§ **Work instructions**: Format the lines of the material from the one containing "[locate] palm tree" through the end of the material as a JSON array of strings, one string per line, both ends included and blank lines omitted.

§ **Collected data entries**:
☆ ☆ ☆ ☆ ☆ ☆ ☆

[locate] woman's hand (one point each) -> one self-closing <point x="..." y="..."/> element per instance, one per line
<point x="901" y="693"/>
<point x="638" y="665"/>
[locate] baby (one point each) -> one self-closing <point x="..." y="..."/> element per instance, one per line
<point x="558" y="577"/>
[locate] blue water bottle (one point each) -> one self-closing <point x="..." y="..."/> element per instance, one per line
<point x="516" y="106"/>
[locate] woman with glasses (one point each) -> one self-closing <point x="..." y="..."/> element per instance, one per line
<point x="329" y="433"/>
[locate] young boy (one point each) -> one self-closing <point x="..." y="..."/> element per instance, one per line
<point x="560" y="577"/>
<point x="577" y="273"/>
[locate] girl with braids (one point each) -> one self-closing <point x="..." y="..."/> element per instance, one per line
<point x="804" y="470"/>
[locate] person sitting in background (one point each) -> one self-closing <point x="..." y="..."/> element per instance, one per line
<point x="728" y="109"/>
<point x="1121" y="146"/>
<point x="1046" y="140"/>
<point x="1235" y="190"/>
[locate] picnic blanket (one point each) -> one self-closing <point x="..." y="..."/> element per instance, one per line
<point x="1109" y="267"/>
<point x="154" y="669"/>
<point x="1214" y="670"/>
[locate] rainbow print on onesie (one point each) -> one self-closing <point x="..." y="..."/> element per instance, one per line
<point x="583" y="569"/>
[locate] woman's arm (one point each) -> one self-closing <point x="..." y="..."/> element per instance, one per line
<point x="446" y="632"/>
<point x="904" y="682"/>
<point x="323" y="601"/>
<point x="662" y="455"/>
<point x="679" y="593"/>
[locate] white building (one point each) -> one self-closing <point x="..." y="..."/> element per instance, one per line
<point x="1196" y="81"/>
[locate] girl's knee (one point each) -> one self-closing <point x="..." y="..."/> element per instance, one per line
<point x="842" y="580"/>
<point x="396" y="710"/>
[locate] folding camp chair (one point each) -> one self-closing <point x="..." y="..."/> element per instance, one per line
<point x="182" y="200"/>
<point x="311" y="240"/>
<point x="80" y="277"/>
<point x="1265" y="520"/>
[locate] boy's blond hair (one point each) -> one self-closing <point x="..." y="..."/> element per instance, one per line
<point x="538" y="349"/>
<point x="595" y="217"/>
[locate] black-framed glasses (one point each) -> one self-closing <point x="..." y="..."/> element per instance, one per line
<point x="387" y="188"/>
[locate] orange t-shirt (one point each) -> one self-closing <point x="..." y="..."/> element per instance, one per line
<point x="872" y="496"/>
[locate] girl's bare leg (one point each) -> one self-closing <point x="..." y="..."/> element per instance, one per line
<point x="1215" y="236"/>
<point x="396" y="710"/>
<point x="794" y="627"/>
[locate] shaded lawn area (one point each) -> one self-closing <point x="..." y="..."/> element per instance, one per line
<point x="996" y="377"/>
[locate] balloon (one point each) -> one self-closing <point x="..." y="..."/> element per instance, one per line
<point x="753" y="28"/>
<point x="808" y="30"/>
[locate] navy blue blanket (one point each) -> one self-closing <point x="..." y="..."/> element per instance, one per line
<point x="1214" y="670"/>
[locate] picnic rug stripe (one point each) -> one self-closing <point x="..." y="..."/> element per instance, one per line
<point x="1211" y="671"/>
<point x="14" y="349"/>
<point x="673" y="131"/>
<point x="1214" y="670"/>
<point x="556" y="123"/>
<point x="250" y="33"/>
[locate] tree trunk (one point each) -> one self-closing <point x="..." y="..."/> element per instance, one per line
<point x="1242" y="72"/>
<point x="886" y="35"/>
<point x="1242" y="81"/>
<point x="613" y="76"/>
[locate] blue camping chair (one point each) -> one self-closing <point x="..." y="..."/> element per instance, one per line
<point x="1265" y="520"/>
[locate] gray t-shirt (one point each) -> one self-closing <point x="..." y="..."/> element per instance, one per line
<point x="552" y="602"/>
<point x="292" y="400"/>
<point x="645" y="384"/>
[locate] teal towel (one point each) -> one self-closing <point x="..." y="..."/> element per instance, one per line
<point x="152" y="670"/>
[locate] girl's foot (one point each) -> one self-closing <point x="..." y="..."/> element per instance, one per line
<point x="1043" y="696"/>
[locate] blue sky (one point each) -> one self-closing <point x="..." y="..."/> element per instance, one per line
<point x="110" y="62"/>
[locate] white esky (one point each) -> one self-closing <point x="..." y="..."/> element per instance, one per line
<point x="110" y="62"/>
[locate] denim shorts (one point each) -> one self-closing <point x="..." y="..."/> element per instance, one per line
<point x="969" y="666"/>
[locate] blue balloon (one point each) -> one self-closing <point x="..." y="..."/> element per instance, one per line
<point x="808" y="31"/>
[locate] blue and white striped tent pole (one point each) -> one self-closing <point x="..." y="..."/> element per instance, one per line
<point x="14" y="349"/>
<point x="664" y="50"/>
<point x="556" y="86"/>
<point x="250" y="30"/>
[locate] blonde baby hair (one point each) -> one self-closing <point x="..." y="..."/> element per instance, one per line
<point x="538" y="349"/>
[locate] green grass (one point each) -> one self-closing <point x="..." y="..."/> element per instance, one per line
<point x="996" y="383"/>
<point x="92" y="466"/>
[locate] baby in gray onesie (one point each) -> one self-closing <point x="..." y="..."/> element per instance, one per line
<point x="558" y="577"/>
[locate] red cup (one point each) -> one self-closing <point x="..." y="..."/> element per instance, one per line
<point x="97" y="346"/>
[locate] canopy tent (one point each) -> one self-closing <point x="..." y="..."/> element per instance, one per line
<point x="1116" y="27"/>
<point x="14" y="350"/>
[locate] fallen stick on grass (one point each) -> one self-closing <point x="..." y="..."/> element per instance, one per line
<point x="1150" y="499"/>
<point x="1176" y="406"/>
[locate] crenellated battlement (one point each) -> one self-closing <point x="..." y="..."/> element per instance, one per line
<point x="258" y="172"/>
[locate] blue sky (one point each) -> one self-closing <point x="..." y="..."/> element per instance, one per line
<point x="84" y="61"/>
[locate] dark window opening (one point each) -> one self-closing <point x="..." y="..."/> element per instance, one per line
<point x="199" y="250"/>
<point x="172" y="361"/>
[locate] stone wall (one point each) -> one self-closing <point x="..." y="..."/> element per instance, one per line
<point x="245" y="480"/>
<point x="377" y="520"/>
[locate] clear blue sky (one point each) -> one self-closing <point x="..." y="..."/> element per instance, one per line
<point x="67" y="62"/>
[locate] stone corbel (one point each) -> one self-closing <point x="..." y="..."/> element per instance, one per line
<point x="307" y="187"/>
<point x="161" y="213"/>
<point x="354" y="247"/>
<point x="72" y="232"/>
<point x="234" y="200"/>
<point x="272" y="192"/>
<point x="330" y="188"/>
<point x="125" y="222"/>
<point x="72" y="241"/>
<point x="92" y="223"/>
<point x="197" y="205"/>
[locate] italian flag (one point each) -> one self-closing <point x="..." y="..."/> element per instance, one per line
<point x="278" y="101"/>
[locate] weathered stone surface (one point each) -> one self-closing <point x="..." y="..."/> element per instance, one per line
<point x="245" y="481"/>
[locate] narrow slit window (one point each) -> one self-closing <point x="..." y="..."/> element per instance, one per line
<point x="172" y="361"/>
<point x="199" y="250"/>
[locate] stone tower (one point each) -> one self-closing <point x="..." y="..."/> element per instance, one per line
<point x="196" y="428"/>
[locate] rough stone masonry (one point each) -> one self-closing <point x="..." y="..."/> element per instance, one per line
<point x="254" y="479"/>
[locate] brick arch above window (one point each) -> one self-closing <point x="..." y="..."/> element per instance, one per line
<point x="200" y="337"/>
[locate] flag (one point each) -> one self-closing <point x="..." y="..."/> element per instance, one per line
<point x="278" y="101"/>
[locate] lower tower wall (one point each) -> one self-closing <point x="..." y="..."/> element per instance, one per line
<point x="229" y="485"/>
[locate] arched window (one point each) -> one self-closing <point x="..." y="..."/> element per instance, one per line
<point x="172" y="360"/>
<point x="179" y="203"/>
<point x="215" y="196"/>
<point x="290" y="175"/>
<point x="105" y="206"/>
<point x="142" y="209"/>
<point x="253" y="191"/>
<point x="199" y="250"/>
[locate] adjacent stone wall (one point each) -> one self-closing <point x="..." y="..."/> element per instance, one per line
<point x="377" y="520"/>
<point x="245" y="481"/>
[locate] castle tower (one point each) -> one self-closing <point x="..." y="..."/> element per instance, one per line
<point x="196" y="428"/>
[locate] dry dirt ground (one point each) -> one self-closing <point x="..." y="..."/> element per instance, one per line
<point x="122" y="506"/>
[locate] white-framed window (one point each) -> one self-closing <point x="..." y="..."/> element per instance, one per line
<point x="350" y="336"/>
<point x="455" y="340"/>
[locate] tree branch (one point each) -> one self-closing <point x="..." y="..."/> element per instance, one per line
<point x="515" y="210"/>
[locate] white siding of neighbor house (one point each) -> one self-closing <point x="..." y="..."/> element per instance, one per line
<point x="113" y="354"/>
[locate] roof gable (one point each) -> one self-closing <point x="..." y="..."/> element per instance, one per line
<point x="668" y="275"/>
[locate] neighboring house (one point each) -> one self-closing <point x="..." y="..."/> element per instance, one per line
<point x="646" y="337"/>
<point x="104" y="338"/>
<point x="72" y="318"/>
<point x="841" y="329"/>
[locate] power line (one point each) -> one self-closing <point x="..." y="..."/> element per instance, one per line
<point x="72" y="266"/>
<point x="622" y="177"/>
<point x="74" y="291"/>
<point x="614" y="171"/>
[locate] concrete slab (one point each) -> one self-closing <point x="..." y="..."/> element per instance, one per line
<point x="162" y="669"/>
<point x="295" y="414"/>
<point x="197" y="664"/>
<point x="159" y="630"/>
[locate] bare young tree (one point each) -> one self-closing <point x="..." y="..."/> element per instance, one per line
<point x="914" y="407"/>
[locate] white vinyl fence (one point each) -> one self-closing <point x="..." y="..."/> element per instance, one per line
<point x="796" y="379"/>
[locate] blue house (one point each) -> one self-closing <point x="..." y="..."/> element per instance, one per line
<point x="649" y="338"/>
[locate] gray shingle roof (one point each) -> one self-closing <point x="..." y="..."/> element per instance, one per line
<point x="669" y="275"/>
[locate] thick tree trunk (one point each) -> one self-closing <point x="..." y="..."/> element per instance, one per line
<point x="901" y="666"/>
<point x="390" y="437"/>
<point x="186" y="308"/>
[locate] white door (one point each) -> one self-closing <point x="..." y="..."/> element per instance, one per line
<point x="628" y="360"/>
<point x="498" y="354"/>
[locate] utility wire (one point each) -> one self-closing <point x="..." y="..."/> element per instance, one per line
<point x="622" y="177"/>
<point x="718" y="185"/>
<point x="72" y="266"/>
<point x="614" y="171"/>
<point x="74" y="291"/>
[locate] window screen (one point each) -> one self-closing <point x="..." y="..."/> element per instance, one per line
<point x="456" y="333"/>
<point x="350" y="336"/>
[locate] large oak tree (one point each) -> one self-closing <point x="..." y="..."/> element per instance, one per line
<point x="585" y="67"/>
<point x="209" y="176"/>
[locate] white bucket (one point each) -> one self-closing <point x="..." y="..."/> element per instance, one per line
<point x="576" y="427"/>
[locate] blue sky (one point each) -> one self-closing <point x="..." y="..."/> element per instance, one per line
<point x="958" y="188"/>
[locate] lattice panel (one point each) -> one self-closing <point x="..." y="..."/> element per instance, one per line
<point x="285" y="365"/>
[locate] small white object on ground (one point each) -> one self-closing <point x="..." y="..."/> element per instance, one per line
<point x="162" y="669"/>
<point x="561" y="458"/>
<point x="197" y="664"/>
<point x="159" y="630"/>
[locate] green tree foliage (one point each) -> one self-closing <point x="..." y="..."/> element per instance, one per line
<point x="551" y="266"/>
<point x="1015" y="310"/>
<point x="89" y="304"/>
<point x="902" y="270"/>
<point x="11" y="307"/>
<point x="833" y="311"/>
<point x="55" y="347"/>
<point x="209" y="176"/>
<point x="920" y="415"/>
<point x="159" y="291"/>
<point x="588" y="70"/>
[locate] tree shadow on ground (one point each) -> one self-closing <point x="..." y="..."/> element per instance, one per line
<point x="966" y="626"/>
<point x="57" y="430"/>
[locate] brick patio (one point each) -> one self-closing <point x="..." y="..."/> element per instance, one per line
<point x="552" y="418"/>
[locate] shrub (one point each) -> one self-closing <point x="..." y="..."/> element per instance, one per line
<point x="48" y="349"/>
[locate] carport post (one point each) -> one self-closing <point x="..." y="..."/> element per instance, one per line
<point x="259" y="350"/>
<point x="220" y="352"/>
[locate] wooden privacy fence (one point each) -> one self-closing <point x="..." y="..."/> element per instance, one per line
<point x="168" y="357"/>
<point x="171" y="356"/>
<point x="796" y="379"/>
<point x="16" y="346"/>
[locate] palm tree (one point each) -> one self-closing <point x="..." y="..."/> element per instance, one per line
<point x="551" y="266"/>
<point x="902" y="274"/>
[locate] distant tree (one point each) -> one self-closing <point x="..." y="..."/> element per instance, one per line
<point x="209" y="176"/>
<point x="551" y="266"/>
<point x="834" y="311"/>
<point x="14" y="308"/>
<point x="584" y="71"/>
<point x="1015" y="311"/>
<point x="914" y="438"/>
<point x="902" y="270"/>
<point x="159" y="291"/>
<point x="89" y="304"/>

☆ ☆ ☆ ☆ ☆ ☆ ☆

§ **Final answer**:
[
  "[locate] palm tree (one point each) -> one self-closing <point x=\"...\" y=\"...\"/> element per instance, one per line",
  "<point x=\"551\" y=\"266\"/>",
  "<point x=\"902\" y=\"274\"/>",
  "[locate] distant tree (one point each) -> one self-closing <point x=\"...\" y=\"...\"/> element per instance, one per line",
  "<point x=\"209\" y=\"176\"/>",
  "<point x=\"551\" y=\"266\"/>",
  "<point x=\"834\" y=\"311\"/>",
  "<point x=\"14\" y=\"308\"/>",
  "<point x=\"584\" y=\"71\"/>",
  "<point x=\"1015\" y=\"311\"/>",
  "<point x=\"914\" y=\"438\"/>",
  "<point x=\"902\" y=\"270\"/>",
  "<point x=\"159\" y=\"291\"/>",
  "<point x=\"89\" y=\"304\"/>"
]